O que fazer: Extraia integralmente, sem qualquer alteração, o texto sobre a primeira manhã de Carnaval em Belo Horizonte.

Texto apresentado:
----------------------------------------

Primeira manhã de Carnaval – ah, que sensação boa! Subo uma ladeira em Santa Tereza atrás da folia, que pulsa e pula à vontade, em Belo Horizonte. Muitas vias estão fechadas e é preciso andar a pé vários quarteirões até a rua Mármore. Hoje é o dia do bloco Divina Banda, ao som de tambor mineiro. Acompanho a moçada transbordante de vitalidade; casais de todo jeito, famílias com crianças, foliões velhinhos e velhinhas que, simplesmente, não são o que são. A animação é geral.
O sábado é de muito sol sem nuvens, com possibilidade de trovoadas e pancadas de chuva à tarde – avisou o meteorologista – mas ninguém parece interessado nessa previsão agora. O clima para hoje aposta em outro tipo de promessa: ficar alegre, feliz, pelo maior tempo; se possível, para sempre.

----------------------------------------

Dados extraídos:
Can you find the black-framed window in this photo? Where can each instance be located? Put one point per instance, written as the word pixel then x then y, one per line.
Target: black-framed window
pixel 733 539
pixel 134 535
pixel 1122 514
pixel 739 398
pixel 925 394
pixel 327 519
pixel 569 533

----------------------------------------

Resolução do exercício:
Primeira manhã de Carnaval – ah, que sensação boa! Subo uma ladeira em Santa Tereza atrás da folia, que pulsa e pula à vontade, em Belo Horizonte. Muitas vias estão fechadas e é preciso andar a pé vários quarteirões até a rua Mármore. Hoje é o dia do bloco Divina Banda, ao som de tambor mineiro. Acompanho a moçada transbordante de vitalidade; casais de todo jeito, famílias com crianças, foliões velhinhos e velhinhas que, simplesmente, não são o que são. A animação é geral.
O sábado é de muito sol sem nuvens, com possibilidade de trovoadas e pancadas de chuva à tarde – avisou o meteorologista – mas ninguém parece interessado nessa previsão agora. O clima para hoje aposta em outro tipo de promessa: ficar alegre, feliz, pelo maior tempo; se possível, para sempre.